Begin
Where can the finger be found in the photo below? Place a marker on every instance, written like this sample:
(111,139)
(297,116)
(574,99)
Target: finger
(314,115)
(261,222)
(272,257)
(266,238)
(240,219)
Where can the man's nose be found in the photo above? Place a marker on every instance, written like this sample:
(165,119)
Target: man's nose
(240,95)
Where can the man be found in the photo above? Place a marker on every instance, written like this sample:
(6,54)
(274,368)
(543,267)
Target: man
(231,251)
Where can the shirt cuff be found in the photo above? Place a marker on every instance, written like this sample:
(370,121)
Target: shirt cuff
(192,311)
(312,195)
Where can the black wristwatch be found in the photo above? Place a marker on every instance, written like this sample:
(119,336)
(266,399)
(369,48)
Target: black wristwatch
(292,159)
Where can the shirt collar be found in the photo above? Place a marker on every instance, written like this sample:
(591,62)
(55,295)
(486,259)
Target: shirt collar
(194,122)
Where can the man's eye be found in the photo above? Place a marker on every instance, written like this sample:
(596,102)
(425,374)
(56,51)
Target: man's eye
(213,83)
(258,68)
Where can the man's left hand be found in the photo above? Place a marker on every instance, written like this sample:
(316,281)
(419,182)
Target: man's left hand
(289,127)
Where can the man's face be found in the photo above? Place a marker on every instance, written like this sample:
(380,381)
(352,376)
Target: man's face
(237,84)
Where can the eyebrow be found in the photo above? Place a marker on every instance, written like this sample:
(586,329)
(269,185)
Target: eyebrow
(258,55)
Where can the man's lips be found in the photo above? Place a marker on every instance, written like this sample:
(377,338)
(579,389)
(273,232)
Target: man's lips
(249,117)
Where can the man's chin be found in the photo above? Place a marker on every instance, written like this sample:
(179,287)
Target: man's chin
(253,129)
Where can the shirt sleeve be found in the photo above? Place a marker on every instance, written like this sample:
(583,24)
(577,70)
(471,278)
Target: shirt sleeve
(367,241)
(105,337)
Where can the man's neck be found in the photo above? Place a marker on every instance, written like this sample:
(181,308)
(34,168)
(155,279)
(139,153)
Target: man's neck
End
◆ TASK DETAILS
Can you render the data as a Markdown table, from the line containing "Where can the man's left" through the last line of the data, with a column No. for the row number and a column Text for the line, and with blank lines left out?

◆ EXERCISE ANSWER
| No. | Text |
|---|---|
| 1 | Where can the man's left hand be found in the photo above? Place a marker on every instance, written like this sample: |
| 2 | (316,281) |
| 3 | (419,182) |
| 4 | Target: man's left hand |
| 5 | (289,127) |
| 6 | Where can the man's face be found in the photo above? Place a marker on every instance, written like this sample: |
| 7 | (380,381) |
| 8 | (352,376) |
| 9 | Target: man's face |
| 10 | (237,84) |
| 11 | Where can the eyebrow be found in the photo above? Place a marker on every instance, written like this sample: |
| 12 | (586,329) |
| 13 | (269,185) |
| 14 | Target: eyebrow |
| 15 | (258,55) |
| 16 | Where can the man's lips be found in the photo above? Place a marker on every instance, written like this sample: |
| 17 | (377,338) |
| 18 | (579,389) |
| 19 | (273,232) |
| 20 | Target: man's lips |
| 21 | (249,117) |
| 22 | Where can the man's chin be found in the photo above? Place a marker on every instance, written like this sample: |
| 23 | (179,287) |
| 24 | Target: man's chin |
| 25 | (253,129) |
| 26 | Where can the shirt sleeve be found in the photo above? Place a marker on every instance, written like this sample: |
| 27 | (583,24) |
| 28 | (577,70) |
| 29 | (471,278) |
| 30 | Target: shirt sleeve |
| 31 | (367,241) |
| 32 | (105,337) |
| 33 | Where can the man's neck be found in the photo above? Place a marker on every instance, written like this sample: |
| 34 | (181,308) |
| 35 | (34,168) |
| 36 | (155,279) |
| 37 | (139,153) |
| 38 | Target: man's neck |